▸ **PROMPT**
Can you reproduce the lines below, substituting "foreground clicks" for every "positive clicks" and leaving everything else untouched?

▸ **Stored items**
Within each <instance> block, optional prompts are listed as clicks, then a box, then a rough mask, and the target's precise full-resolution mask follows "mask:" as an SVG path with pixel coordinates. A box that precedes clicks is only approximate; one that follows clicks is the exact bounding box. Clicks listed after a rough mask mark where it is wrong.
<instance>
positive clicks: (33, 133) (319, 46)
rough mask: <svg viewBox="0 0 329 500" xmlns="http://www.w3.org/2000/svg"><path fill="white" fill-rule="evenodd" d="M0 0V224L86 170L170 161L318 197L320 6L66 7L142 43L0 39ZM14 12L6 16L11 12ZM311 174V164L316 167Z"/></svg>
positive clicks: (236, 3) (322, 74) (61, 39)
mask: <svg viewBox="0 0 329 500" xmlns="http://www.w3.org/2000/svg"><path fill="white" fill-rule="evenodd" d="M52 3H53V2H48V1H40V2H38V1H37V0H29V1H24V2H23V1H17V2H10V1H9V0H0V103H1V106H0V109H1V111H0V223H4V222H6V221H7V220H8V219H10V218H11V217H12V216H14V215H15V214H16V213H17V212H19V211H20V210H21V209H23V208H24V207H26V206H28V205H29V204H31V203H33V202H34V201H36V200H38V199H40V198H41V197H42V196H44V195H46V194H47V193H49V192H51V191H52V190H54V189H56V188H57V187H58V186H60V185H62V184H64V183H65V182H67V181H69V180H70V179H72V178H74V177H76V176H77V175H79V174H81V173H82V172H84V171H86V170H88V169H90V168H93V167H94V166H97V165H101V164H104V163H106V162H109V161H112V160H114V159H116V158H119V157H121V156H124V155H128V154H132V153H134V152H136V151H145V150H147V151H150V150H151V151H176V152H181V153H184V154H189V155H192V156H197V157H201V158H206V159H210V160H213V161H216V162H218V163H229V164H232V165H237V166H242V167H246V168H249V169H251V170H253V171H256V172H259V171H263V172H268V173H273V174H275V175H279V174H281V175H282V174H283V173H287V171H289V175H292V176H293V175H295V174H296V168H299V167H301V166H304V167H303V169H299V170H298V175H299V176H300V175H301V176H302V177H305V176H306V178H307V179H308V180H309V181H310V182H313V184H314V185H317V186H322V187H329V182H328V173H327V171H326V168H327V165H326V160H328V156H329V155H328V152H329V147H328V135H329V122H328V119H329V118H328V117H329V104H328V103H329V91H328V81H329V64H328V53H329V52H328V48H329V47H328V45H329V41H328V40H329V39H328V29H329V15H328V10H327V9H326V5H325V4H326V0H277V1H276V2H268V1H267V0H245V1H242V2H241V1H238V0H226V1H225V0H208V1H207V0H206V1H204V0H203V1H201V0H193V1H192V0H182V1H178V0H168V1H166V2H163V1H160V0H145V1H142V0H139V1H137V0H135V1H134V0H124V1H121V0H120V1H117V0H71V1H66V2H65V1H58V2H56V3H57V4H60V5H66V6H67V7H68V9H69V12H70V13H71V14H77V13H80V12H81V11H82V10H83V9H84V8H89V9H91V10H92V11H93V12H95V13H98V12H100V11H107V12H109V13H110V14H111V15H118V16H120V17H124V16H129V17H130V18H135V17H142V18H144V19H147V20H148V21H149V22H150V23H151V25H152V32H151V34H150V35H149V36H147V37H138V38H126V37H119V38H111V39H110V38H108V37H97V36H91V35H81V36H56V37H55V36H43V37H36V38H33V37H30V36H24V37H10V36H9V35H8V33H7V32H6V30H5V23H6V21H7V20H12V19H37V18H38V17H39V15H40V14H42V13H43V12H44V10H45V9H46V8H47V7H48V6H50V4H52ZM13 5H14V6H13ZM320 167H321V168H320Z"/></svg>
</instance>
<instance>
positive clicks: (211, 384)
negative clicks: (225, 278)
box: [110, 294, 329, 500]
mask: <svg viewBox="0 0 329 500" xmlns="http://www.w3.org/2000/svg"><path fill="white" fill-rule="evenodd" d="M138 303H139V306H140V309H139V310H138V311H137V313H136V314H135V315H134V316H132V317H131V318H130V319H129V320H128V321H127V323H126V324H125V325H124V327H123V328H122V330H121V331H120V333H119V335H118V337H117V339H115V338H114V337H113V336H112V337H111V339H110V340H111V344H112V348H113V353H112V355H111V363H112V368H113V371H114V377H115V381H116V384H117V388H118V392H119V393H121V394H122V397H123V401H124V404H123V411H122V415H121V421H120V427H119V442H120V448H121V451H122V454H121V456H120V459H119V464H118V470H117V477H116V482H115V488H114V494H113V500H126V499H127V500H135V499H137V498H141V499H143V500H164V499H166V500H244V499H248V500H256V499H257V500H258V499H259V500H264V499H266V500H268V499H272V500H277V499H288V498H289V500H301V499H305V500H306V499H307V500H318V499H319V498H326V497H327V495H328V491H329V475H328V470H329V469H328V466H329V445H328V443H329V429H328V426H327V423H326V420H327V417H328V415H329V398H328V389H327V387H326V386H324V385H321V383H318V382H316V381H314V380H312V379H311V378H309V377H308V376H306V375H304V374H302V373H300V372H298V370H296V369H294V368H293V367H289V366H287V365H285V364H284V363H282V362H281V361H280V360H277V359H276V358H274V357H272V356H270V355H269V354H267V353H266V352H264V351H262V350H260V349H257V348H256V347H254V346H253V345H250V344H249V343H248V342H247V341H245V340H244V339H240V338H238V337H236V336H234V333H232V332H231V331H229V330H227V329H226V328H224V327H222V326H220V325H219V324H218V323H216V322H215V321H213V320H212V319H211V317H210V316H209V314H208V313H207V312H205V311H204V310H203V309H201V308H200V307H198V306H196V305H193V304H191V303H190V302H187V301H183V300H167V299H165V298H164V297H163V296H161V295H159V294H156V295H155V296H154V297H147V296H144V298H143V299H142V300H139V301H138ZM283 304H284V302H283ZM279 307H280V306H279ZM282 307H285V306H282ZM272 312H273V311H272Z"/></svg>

▸ **WRITTEN SOLUTION**
Within each <instance> block, optional prompts are listed as clicks, then a box, then a rough mask, and the target's precise full-resolution mask follows "mask:" as an SVG path with pixel coordinates. A box that precedes clicks is only approximate; one that follows clicks is the exact bounding box. Clicks listed after a rough mask mark where it is wrong.
<instance>
foreground clicks: (33, 133) (319, 46)
rough mask: <svg viewBox="0 0 329 500" xmlns="http://www.w3.org/2000/svg"><path fill="white" fill-rule="evenodd" d="M0 0V224L86 170L170 161L318 197L320 6L66 7L142 43L0 39ZM14 12L6 16L11 12ZM311 174V164L316 167Z"/></svg>
foreground clicks: (236, 3) (322, 74) (61, 39)
mask: <svg viewBox="0 0 329 500" xmlns="http://www.w3.org/2000/svg"><path fill="white" fill-rule="evenodd" d="M52 3H53V2H48V1H40V2H38V1H37V0H29V1H24V2H23V1H17V2H10V1H9V0H0V103H1V106H0V109H1V111H0V223H4V222H6V221H7V220H8V219H10V218H11V217H12V216H14V215H15V214H16V213H17V212H19V211H20V210H21V209H23V208H24V207H26V206H28V205H29V204H31V203H33V202H34V201H36V200H38V199H40V198H41V197H42V196H44V195H46V194H47V193H49V192H51V191H52V190H54V189H56V188H57V187H58V186H60V185H62V184H64V183H65V182H67V181H69V180H70V179H72V178H74V177H76V176H77V175H79V174H81V173H82V172H84V171H86V170H88V169H90V168H93V167H94V166H97V165H101V164H104V163H106V162H109V161H112V160H114V159H116V158H119V157H121V156H124V155H128V154H132V153H134V152H136V151H145V150H147V151H150V150H151V151H176V152H181V153H184V154H189V155H192V156H197V157H201V158H206V159H210V160H213V161H216V162H218V163H229V164H232V165H237V166H242V167H246V168H249V169H251V170H253V171H256V172H259V171H263V172H268V173H273V174H275V175H279V174H281V175H282V174H283V173H287V171H289V175H292V176H293V175H295V174H296V168H299V167H301V166H304V167H303V169H299V170H298V175H299V176H300V175H301V176H302V177H305V176H306V178H307V179H308V180H309V181H310V182H313V184H314V185H317V186H322V187H329V182H328V173H327V171H326V168H327V165H326V160H328V156H329V155H328V152H329V147H328V135H329V122H328V119H329V118H328V117H329V104H328V103H329V91H328V81H329V64H328V53H329V52H328V48H329V47H328V45H329V41H328V40H329V39H328V29H329V15H328V10H327V9H326V5H325V4H326V0H277V1H276V2H268V1H267V0H245V1H242V2H241V1H238V0H226V1H225V0H208V1H207V0H206V1H204V0H203V1H201V0H193V1H192V0H182V1H178V0H168V1H166V2H163V1H160V0H145V1H142V0H139V1H137V0H135V1H134V0H124V1H121V0H120V1H117V0H71V1H66V2H65V1H58V2H56V3H57V4H60V5H66V6H67V7H68V9H69V12H70V13H71V14H77V13H80V12H81V11H82V10H83V9H84V8H89V9H91V10H92V11H93V12H95V13H98V12H100V11H107V12H109V13H110V14H111V15H118V16H120V17H124V16H129V17H130V18H135V17H142V18H144V19H147V20H148V21H149V22H150V23H151V25H152V32H151V34H150V35H149V36H147V37H138V38H126V37H119V38H111V39H110V38H108V37H97V36H91V35H81V36H56V37H55V36H43V37H36V38H33V37H30V36H24V37H10V36H9V35H8V33H7V32H6V30H5V23H6V21H7V20H12V19H37V18H38V17H39V15H40V14H42V13H43V12H44V10H45V9H46V8H47V7H48V6H50V4H52ZM13 5H14V6H13ZM320 167H321V168H320Z"/></svg>
</instance>
<instance>
foreground clicks: (211, 384)
negative clicks: (225, 278)
box: [110, 294, 329, 500]
mask: <svg viewBox="0 0 329 500" xmlns="http://www.w3.org/2000/svg"><path fill="white" fill-rule="evenodd" d="M138 303H139V306H140V309H139V310H138V311H137V313H136V314H135V315H134V316H132V317H131V318H130V319H129V320H128V321H127V323H126V324H125V325H124V327H123V328H122V330H121V331H120V333H119V335H118V337H117V339H115V338H114V337H113V336H112V337H111V339H110V340H111V344H112V348H113V353H112V355H111V363H112V368H113V371H114V377H115V381H116V384H117V388H118V392H119V393H121V394H122V397H123V401H124V404H123V411H122V415H121V421H120V427H119V442H120V448H121V451H122V454H121V456H120V459H119V464H118V470H117V477H116V482H115V488H114V494H113V500H126V499H127V500H135V499H137V498H141V499H143V500H164V499H166V500H244V499H248V500H256V499H257V500H258V499H259V500H264V499H266V500H268V499H272V500H277V499H288V498H289V500H301V499H305V500H306V499H307V500H318V499H319V498H326V497H327V495H328V491H329V475H328V470H329V469H328V466H329V445H328V443H329V429H328V426H327V423H326V420H327V417H328V415H329V398H328V389H327V387H326V386H324V385H321V383H318V382H316V381H314V380H312V379H311V378H309V377H308V376H306V375H304V374H302V373H300V372H298V370H296V369H294V368H293V367H289V366H287V365H285V364H284V363H282V362H281V361H280V360H277V359H276V358H274V357H272V356H270V355H269V354H267V353H266V352H264V351H262V350H260V349H257V348H256V347H254V346H253V345H250V344H249V343H248V342H247V341H245V340H244V339H240V338H238V337H236V336H234V333H232V332H231V331H229V330H227V329H226V328H224V327H222V326H220V325H219V324H218V323H216V322H215V321H213V320H212V319H211V317H210V316H209V314H208V313H207V312H205V311H204V310H203V309H201V308H200V307H198V306H196V305H193V304H191V303H190V302H187V301H183V300H167V299H165V298H164V297H163V296H161V295H159V294H156V295H155V296H154V297H147V296H144V298H143V299H142V300H139V301H138ZM283 304H284V302H283ZM279 307H280V306H279ZM282 307H285V306H282ZM272 312H273V311H272Z"/></svg>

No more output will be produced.